TASK INPUT:
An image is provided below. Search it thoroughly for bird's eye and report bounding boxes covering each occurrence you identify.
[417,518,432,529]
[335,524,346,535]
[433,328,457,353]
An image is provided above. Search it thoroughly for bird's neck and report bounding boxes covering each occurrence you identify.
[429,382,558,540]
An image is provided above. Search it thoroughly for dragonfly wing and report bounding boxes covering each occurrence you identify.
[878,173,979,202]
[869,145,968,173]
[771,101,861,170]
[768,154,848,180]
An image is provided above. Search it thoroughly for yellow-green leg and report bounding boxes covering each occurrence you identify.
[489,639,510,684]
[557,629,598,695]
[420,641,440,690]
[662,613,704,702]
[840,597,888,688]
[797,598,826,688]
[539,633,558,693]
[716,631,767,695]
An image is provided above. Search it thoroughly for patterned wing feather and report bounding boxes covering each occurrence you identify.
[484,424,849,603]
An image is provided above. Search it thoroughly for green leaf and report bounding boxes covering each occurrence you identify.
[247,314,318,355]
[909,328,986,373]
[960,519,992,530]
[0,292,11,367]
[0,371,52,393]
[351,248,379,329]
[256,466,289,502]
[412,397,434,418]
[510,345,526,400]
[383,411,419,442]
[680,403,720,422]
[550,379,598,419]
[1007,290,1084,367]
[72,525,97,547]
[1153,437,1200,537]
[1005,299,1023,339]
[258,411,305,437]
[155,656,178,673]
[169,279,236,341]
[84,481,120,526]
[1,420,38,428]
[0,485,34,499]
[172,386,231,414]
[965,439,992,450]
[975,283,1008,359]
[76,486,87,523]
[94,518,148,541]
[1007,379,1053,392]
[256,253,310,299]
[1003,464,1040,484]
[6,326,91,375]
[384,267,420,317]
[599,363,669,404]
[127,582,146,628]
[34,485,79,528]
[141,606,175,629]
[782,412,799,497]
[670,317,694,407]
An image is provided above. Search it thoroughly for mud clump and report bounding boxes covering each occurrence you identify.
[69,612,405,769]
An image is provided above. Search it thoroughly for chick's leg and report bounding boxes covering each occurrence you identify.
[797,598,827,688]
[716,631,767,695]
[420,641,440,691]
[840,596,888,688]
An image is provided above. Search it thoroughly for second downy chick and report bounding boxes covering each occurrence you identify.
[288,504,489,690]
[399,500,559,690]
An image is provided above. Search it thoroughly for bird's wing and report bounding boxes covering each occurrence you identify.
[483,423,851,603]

TASK:
Retype all of the data exactly, so that nothing differs from what is given.

RESPONSE TO THIS TASK:
An image is provided below. Search it thoroughly for bird's eye and report bounding boxes covering each occurrence you identify.
[417,518,432,529]
[335,524,346,535]
[433,328,457,353]
An image is provided above. Search it thoroughly for bird's neck and report bounding boxes covering each occurrence you identify.
[429,382,558,540]
An image is provided above. Search it thoroughly for dragonfly wing and report bounding boxes covering each occurrence you identify.
[878,173,979,202]
[869,145,968,173]
[771,101,861,170]
[768,154,848,180]
An image is provided above. Search it thoroughly for yellow-green leg and report bounding boxes covering each occurrence you identify.
[489,639,510,684]
[557,629,598,695]
[420,641,440,690]
[662,613,704,702]
[840,597,888,688]
[797,598,826,688]
[539,633,558,693]
[716,631,767,695]
An image is provided above. Search it thoroughly for patterned wing feather and report bounding boxes covering each occurrence you identify.
[484,424,849,603]
An image is provided above. Search it thoroughly for green leaf and report bounding boxes covering each occurrence you identify.
[247,314,318,355]
[909,328,986,373]
[960,519,992,530]
[0,292,11,367]
[0,371,52,393]
[351,248,379,329]
[256,466,289,502]
[412,397,434,418]
[510,345,526,400]
[383,411,419,442]
[680,403,720,422]
[550,379,598,419]
[1007,290,1084,367]
[72,525,97,547]
[1153,437,1200,537]
[1005,299,1023,339]
[258,411,305,437]
[155,656,178,673]
[169,279,236,341]
[84,481,120,526]
[1,420,38,428]
[0,485,34,499]
[172,386,231,414]
[965,439,992,450]
[975,283,1008,359]
[76,486,87,523]
[94,518,148,541]
[1007,379,1053,392]
[256,253,310,299]
[1003,464,1040,484]
[6,326,91,375]
[384,267,420,317]
[599,363,669,404]
[127,582,146,628]
[34,485,79,528]
[141,606,175,629]
[782,412,799,497]
[670,317,694,407]
An image is provided above. Search it thoroughly for mud clump and report bounding boxes covering each occurrence you identify.
[69,612,405,769]
An image is provided above. Search it thoroughly for chick's leg and report bounding boxes covering each occurrence you identify.
[797,598,827,688]
[716,631,767,695]
[420,641,440,691]
[840,596,888,688]
An image is provided above. Search it thoroughly for second downy chick and report bounding boxes covering each occurrence you identify.
[288,504,489,690]
[399,500,559,690]
An image is provided above. Search it thoroughly for bird's wing and report bounding boxes covering each occurrence you identify.
[483,423,851,603]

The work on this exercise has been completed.